--- TEXT SECTION ---

Personally, I don’t think that these issues are self-evident in the slightest. They are epistemologically complicated and morally charged. That’s not an easy combination to handle, particular not for someone new to Objectivism.

Good thinking! diana.

“Hellen” then responded:

Monday, August 9, 2004 at 16:45:35 mdt
Name: Hellen Rearden
E-mail: Helen Rearden(at)cs.com

Diana,

Well, I appreciate your speedy response, but I can already see there are going to be troublesome complications.

I have met a number of people, now in their fifties or sixties, who were at NBI in the old days and who support Dr. Branden’s descriptions of some of Miss Rand’s behavior at those events.

Second, saying that at times Miss Rand could be autocratic is not saying she always was that way, and she most likely would be most careful to be balanced if she was being interviewed on the radio–don’t you think?

Third, I’ll re-read the “Benefits and Hazards” piece, as you suggest.

Most important, you ask me to consider if someone as troubled as the Brandens claim Miss Rand could be at times could produce work of literary and philosophical greatnes. I have two responses. Yes, I think it’s possible; great thinkers, scientists, artists are not revered for their mental or emotional stability. Next, I don’t think the man who wrote the books Dr. Branden has written could be the vicious, irrational character some people make him out to be. That’s one of the reaons I find this whole situation so confusing and bewildering.

I appreciate your kindness in trying to bring some daylight into all this.

And Don Watkins also replied:

Tuesday, August 10, 2004 at 6:29:15 mdt
Name: Don Watkins
E-mail: egoist(at)gmail.com
URL: http://angermanagement.mu.nu

Hellen,

You write: “Most important, you ask me to consider if someone as troubled as the Brandens claim Miss Rand could be at times could produce work of literary and philosophical greatnes. I have two responses. Yes, I think it’s possible; great thinkers, scientists, artists are not revered for their mental or emotional stability.”

To whatever extent that’s true, we are not talking about just any thinker. We’re talking about someone who discovered fundamental truths on a massive scale, including – for the first time in history – an objective code of morality. We’re talking about the author of *Atlas Shrugged*.

According to Objectivism, morality, in the most basic sense, means: to think. Ayn Rand didn’t stumble onto Objectivism, she had to devise it by looking at reality. You can’t do that and at the same time be a neurotic evader. It is simply not possible. The best evidence of Rand’s moral character, then, is her unequivocal rationality.

What troubles me about your post, however, is your next comment: “Next, I don’t think the man who wrote the books Dr. Branden has written could be the vicious, irrational character some people make him out to be.”

You can say this about Branden but not about Rand? Have you actually READ Judgment Day? If so, and if you’re honest, I can only say to Diana that we impatiently await your paper. It is badly needed.

Richard Dover then replied to Don:

Tuesday, August 10, 2004 at 8:36:39 mdt
Name: Richard Dover

Don: “Have you actually READ Judgment Day? If so, and if you’re honest, I can only say to Diana that we impatiently await your paper. It is badly needed.”

Anyone who reads both “Judgement Day” and the rewrite of it, “My Years with Ayn Rand”, will see that Branden is a liar.

--- DATASET ROWS ---

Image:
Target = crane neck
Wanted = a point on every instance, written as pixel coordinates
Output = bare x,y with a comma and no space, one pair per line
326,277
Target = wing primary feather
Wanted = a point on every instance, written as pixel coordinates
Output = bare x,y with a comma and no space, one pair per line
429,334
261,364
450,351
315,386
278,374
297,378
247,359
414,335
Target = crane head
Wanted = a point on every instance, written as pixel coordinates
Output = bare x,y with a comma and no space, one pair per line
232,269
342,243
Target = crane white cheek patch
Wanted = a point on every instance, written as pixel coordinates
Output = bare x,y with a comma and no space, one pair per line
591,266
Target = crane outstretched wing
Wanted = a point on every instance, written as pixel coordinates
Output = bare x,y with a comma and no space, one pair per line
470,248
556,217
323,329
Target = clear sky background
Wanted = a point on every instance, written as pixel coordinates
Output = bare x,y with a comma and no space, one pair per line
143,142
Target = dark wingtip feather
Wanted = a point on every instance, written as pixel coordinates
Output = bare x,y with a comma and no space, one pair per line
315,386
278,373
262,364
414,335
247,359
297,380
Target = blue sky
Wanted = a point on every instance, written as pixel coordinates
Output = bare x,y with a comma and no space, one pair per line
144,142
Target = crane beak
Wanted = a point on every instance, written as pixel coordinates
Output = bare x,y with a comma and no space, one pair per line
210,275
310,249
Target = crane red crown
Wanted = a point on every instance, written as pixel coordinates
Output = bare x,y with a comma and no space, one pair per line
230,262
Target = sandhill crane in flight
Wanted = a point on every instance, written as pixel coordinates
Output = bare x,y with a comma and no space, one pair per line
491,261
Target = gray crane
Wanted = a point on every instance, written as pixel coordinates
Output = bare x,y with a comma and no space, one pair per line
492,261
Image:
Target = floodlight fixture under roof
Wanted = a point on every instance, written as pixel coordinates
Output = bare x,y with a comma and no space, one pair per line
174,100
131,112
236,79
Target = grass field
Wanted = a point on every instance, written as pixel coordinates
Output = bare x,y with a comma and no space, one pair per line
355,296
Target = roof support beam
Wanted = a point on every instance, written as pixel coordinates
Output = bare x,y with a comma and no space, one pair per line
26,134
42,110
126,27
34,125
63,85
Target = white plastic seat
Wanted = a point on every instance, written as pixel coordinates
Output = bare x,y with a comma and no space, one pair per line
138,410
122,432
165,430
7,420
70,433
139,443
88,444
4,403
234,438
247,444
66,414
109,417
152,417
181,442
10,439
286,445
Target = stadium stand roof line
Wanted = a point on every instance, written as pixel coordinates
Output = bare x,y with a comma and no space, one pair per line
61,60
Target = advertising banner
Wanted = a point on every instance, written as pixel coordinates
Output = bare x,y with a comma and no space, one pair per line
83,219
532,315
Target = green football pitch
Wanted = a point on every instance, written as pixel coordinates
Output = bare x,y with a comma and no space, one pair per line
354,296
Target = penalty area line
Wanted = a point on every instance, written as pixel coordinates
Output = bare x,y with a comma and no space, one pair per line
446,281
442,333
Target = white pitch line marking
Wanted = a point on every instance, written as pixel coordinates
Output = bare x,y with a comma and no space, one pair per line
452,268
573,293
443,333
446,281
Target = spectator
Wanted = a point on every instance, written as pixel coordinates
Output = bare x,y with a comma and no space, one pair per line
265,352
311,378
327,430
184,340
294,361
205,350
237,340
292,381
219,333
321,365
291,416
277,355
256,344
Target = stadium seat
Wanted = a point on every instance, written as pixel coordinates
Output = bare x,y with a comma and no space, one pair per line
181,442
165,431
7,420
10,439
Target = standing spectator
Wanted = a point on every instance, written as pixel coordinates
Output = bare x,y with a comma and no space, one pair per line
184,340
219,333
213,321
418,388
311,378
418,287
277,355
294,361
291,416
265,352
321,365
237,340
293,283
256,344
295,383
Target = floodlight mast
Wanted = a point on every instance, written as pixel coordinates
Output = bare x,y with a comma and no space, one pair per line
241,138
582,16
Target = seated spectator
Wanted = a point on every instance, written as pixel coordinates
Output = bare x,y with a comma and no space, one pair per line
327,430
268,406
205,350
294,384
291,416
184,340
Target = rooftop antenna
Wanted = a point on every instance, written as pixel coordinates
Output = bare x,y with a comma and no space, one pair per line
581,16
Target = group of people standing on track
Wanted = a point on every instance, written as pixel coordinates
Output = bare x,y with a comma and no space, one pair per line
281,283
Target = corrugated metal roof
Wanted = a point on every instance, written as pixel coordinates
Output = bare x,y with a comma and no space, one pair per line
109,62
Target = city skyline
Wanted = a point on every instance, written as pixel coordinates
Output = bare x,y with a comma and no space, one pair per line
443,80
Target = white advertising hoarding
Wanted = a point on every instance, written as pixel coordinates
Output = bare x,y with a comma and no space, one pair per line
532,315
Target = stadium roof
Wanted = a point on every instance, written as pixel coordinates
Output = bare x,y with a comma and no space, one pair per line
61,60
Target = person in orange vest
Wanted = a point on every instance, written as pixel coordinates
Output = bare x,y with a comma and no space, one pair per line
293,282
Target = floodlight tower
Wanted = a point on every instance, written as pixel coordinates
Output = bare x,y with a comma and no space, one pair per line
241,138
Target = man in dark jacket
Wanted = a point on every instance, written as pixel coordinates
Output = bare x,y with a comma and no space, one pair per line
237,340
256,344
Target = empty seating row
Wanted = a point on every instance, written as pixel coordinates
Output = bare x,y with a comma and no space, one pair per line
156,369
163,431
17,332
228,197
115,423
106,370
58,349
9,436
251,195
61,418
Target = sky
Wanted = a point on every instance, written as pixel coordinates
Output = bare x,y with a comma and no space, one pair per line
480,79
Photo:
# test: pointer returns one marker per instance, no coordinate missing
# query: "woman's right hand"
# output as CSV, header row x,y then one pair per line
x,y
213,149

---

WORK TO DO =
• A. In the Ayn Rand discussion, what does Objectivism say morality means in the most basic sense?
• B. Continue the Ayn Rand discussion from its last sentence.
The records have no connection to the text.

ANSWERS TO THE EXERCISE =
• A. To think.

• B.
Then two very strange comments appeared this morning. The personal information was that of Nathaniel Branden, but the comments themselves seemed to be be from “Hellen”:

Tuesday, August 10, 2004 at 9:42:15 mdt
Name: Nathaniel Branden
E-mail: n6666b(at)cs.com

Richard

Your declaring that anyone who reads “Judgment Day” and “My Years with Ayn Rand” will see that Branden is a liar is not an argument, it’s an assertion. I’ve read both books and was impressed by the author’s honesty and ruthless self-examination. And I am not alone in this impression. To me, Dr. Branden’s love for Miss Rand comes through loud and clear, and that is one of the reasons I cannot understand the reaction of people such as yourself. What am I missing?

And:

Tuesday, August 10, 2004 at 9:54:52 mdt
Name: Nathaniel Branden
E-mail: n6666b(at)cs.com

Don,

I was really sorry to see in your answer to me the words “if you’re honest,” the implication being that if a person does not see things your way the only explanation is dishonesty. Was it your intention to intimidate me? Please think twice if that’s the message you want to send out.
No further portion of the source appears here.